#### WORK TO COMPLETE
In the passage about The Spirit Level, on what date did the Guardian run its headline about the book?

#### EXERCISE PASSAGE
But that’s not all. In December 2009, was published The Spirit Level, by Kate Pickett and Richard Wilkinson, documenting that both across nations and intranationally, the illnesses that are commonest amongst the poor increase to the extent that Gini — a measure of inequality — increases. Of course, this finding would naturally tend to occur simply because when nations or states that are at a given level of per-capita (or mean) income and/or wealth have high Gini (inequality), a greater proportion of its populace are poor, and a smaller proportion of them are wealthy, which implies that the median person is relatively poor, so the typical conditions of poverty are relatively common in such a place; whereas if a nation with that same per-capita income and/or wealth has low Gini (high equality), the median person is considerably wealthier and so the common conditions of poverty are relatively uncommon. It’s just basic mathematics. However, the aristocracy were outraged that such a book was published; and, thus, on 13 August 2010, Britain’s Guardian headlined “The Spirit Level: How ‘Ideas Wreckers’ Turned Book Into Political Punchbag,” and Richard Booth reported that, “This summer, … a posse of rightwing institutes has laid into the work.” The aristocracy’s chief attack was expressed by one think tank director saying, “On almost no measure does the central claim of The Spirit Level, that income inequality decreases life expectancy, stand up to scrutiny,” and by another saying, “Their causal argument is full of holes.” These critics were saying that the authors had assumed that correlation equated with causation. However, inasmuch as – for the mathematical reason just stated here – it’s merely natural that, at any given level of per-capita income and/or wealth, higher inequality (higher Gini) will lower the median income and/or wealth, and will therefore increase the diseases of poverty; and, so, what those conservative propagandists were saying wasn’t merely false; it was mathematically stupid.

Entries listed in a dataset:
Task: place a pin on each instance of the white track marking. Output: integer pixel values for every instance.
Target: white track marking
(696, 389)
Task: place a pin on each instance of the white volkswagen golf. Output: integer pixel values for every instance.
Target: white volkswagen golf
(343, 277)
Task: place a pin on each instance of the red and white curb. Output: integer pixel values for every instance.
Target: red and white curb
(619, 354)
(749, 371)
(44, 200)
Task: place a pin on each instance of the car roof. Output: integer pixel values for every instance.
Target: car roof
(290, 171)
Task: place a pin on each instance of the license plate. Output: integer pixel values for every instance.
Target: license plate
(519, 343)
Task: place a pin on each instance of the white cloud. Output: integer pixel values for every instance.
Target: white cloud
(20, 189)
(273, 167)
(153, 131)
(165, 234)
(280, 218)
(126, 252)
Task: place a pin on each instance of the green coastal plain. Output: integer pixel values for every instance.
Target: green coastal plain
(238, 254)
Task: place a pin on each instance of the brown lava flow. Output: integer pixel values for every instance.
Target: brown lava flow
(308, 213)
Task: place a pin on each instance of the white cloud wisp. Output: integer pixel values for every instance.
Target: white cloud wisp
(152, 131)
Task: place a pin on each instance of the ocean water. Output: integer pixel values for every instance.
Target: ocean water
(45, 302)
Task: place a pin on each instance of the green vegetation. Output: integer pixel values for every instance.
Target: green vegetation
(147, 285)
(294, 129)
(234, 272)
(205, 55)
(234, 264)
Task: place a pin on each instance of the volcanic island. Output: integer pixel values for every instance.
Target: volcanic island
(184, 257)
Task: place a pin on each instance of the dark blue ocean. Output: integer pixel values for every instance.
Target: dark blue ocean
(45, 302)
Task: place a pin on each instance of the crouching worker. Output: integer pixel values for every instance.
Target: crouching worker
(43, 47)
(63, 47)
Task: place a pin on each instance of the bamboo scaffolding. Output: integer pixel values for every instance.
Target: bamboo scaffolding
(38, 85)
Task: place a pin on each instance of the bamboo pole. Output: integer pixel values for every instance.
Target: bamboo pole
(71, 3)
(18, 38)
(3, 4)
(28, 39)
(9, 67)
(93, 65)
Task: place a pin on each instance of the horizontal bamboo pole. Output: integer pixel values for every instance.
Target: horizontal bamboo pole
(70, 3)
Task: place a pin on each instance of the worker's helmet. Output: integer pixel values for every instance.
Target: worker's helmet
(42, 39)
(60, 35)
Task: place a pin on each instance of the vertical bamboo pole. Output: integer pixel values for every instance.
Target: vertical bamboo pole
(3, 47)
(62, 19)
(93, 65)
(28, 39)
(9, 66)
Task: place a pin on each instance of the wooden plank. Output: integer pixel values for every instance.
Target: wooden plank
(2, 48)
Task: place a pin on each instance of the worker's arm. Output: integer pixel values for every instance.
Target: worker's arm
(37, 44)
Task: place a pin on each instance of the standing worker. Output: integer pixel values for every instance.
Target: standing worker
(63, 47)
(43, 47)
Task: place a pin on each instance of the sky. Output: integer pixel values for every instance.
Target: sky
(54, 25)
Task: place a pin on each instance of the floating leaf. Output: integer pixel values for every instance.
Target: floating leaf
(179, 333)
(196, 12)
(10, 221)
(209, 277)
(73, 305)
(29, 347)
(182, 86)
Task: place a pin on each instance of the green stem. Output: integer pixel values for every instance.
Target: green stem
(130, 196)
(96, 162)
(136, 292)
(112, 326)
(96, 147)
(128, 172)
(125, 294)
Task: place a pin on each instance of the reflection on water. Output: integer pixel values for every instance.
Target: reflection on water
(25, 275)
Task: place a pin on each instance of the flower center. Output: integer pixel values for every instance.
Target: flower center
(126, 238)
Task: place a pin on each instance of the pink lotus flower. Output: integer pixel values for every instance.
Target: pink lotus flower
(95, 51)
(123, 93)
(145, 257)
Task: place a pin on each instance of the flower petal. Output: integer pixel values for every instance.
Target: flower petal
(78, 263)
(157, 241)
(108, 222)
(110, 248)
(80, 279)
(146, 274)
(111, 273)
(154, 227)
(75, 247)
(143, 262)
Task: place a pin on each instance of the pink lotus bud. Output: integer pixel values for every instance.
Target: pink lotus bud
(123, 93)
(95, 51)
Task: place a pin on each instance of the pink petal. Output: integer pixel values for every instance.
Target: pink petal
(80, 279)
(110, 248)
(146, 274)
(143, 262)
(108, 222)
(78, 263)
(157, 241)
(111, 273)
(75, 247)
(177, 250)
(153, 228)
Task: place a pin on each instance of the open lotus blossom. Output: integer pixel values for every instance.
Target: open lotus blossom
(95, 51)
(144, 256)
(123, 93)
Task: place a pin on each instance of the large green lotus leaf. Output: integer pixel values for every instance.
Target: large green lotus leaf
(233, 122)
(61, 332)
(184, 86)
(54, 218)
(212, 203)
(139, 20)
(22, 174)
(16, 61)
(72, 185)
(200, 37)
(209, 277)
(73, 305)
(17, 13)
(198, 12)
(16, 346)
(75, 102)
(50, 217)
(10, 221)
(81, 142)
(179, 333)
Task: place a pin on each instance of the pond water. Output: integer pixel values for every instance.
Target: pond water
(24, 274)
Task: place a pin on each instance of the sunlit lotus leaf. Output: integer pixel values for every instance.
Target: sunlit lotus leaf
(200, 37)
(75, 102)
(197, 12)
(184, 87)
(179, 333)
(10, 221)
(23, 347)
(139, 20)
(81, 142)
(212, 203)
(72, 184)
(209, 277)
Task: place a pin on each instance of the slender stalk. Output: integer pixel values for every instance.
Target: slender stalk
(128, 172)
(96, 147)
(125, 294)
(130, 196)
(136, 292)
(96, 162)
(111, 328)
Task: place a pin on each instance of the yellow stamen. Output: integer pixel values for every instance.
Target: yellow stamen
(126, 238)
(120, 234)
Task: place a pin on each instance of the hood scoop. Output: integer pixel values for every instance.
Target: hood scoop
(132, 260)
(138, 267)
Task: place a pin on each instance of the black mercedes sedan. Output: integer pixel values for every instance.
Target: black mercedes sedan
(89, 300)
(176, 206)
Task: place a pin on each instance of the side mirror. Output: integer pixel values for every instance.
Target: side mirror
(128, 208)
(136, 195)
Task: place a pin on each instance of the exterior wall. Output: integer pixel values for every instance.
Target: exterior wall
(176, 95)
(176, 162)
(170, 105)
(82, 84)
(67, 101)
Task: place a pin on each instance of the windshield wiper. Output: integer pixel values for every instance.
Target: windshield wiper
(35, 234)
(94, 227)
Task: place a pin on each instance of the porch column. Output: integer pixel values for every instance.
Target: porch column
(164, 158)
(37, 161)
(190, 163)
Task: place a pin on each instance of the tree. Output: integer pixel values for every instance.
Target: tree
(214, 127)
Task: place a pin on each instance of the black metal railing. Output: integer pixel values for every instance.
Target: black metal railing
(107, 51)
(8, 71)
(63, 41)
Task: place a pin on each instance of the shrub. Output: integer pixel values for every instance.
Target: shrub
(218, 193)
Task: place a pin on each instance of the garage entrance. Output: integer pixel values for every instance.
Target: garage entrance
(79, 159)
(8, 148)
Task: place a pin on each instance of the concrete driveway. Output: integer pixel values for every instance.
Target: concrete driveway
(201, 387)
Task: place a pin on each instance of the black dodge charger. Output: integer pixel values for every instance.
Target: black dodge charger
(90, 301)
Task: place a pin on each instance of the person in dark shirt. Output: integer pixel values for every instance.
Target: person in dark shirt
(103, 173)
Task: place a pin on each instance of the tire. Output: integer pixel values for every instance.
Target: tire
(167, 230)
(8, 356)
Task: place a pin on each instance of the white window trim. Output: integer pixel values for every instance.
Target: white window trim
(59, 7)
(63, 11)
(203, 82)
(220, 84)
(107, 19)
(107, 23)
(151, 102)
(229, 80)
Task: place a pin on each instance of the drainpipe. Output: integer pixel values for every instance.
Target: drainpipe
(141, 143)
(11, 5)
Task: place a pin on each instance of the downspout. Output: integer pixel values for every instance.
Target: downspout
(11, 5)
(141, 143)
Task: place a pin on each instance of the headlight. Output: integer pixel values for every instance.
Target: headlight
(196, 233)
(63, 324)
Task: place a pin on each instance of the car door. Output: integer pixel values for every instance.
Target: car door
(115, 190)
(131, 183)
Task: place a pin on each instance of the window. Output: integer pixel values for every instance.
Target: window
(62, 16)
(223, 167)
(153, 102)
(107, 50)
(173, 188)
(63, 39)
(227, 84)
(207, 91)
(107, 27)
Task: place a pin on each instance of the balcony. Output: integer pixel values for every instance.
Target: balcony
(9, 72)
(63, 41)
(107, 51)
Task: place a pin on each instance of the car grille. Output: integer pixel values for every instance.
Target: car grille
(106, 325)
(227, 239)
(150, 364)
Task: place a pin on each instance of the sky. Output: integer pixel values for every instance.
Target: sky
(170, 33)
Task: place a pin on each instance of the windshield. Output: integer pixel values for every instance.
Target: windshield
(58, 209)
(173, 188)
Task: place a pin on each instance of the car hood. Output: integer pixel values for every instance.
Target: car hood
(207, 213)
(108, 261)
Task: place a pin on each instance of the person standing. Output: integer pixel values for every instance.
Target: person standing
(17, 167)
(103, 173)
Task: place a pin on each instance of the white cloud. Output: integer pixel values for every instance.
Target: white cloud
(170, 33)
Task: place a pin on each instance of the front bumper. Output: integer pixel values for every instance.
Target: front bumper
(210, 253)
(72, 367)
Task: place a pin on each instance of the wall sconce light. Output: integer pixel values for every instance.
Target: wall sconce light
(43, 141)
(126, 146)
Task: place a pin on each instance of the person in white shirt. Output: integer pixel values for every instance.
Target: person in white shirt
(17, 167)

#### OUTPUT
13 August 2010